• [Document segment]
+--
Pushing Tax Day to July was hailed as a great time relief for taxpayers slammed by the pandemic. Has it worked out that way for preparers? Yes and no — and maybe, depending on what clients need in this new time.
“Not at all,” said Burbank, California, CPA Brian Stoner. “I’ve been answering questions and doing stimulus calculations at least two or three hours a day, although it is now slowing down a little. So I’ve had no extra time — plus I had to move my office to home, which took a few days.”
“If extra time means no overtime, there is some extra time,” said Mary Kay Foss, a CPA in Walnut Creek, California. “Clients stopped sending in tax information when the July 15 date was announced. Gradually all the returns with complete data are being prepared. Extra time means more family meals than in a typical busy season, but shelter-in-place prevents trips to restaurants or gatherings with friends.”
Barbara Taibi, a partner in the EisnerAmper personal wealth advisors group in Iselin, New Jersey, reports that her team has been working long hours to complete as much as possible as soon as possible.
“None of us wants to be working weekends in July when we can, hopefully, finally be outside,” she said. “We’re moving returns along and emailing to clients with the information that we can file at any time … We’re trying to avoid an additional bottleneck in late June/July.”
Dodged trouble
The relief started slowly with merely the federal payment deadline for income taxes — but swelled after groups like the American Institute of CPAs, the National Society of Accountants and the National Conference of CPA Practitioners pointed out that taxpayers and their accountants are dealing functionally with the pandemic. Then came relief from payment, filing and penalties for a variety of taxes at both the federal and states’ levels.
+--
• [Exercise tasks]
1 – Answer these questions from the article on the July tax deadline:
(a) In which city does Brian Stoner work as a CPA?
(b) After which announced date did Mary Kay Foss's clients stop sending in tax information?
(c) Which three groups pointed out that taxpayers and their accountants are dealing with the pandemic?
2 – Pick up the article on the July tax deadline after its last sentence and keep writing.

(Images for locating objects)
+--
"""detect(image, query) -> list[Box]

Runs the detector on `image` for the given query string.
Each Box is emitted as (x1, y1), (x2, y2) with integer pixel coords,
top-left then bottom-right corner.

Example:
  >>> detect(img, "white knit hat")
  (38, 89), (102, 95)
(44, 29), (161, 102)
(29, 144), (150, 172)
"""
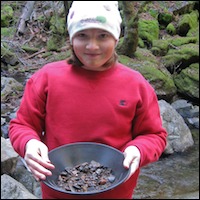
(67, 1), (122, 42)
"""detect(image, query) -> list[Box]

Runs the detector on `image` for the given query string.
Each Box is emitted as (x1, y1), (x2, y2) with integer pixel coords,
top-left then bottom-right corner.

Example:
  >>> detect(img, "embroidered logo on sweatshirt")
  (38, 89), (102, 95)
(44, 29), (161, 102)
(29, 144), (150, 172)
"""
(119, 99), (127, 106)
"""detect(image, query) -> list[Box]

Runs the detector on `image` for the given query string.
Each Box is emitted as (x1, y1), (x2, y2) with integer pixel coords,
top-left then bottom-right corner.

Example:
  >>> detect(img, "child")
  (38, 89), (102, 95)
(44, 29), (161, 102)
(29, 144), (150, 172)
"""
+--
• [Answers for this exercise]
1 –
(a) Burbank, California
(b) July 15
(c) The American Institute of CPAs, the National Society of Accountants and the National Conference of CPA Practitioners

2 –
Then came the impact of tax authorities’ own slowdowns as phone lines closed, websites lagged, and workers had to begin logging on from their living rooms. Then came the stimulus packages.
“If we had had to go to a work-from-home environment and been required to keep the April 15 deadline, we would’ve been in trouble,” Taibi said. “As hard as we try, things are just taking longer to complete with our groups separated from each other. We have professionals trying to work, home school, and care for parents all at the same time. These additional three months are needed and appreciated.”
Deferral of the filing deadlines, statutes of limitations (i.e., tax court matters, appeals, claims for credits or refunds) and deadlines for many important tax provisions (such as for net operating loss carrybacks) “have given us extra time to address compliance filings and such,” said Robbin Caruso, a Cranbury, New Jersey-based partner in the tax controversy practice at Prager Metis.
But the CARES Act, she added, created many relief provisions requiring special attention to some clients “while also helping them to manage their personal and business needs during this crisis,” she said.
‘Early’ season rush
Government response to the coronavirus pandemic appeared generous but was bewildering for clients: more days to fund IRAs; looser rules for net operating losses and other business losses; the employee retention credit; and what some touted as seemingly free loans in the form of PPPs.
That all muddied the waters when it came to mundane seasonal tasks, such as extensions.
“Since I do not trust the IRS system to ‘remember’ that 2019 returns were automatically extended to July 15, I e-filed real 4868 extensions on all my unfiled clients on April 15,” said Bill Nemeth, president and education chair of the Georgia Association of Enrolled Agents. “I have proof that an extension was filed and it appears in their account transcript, giving them until Oct. 15 to timely file.”
Nemeth reports 50 percent more clients on extension this year than in an ordinary year. “They’ll all come in early July to get their returns done,” he said. “I can pace myself since I have another three months to timely file their returns.”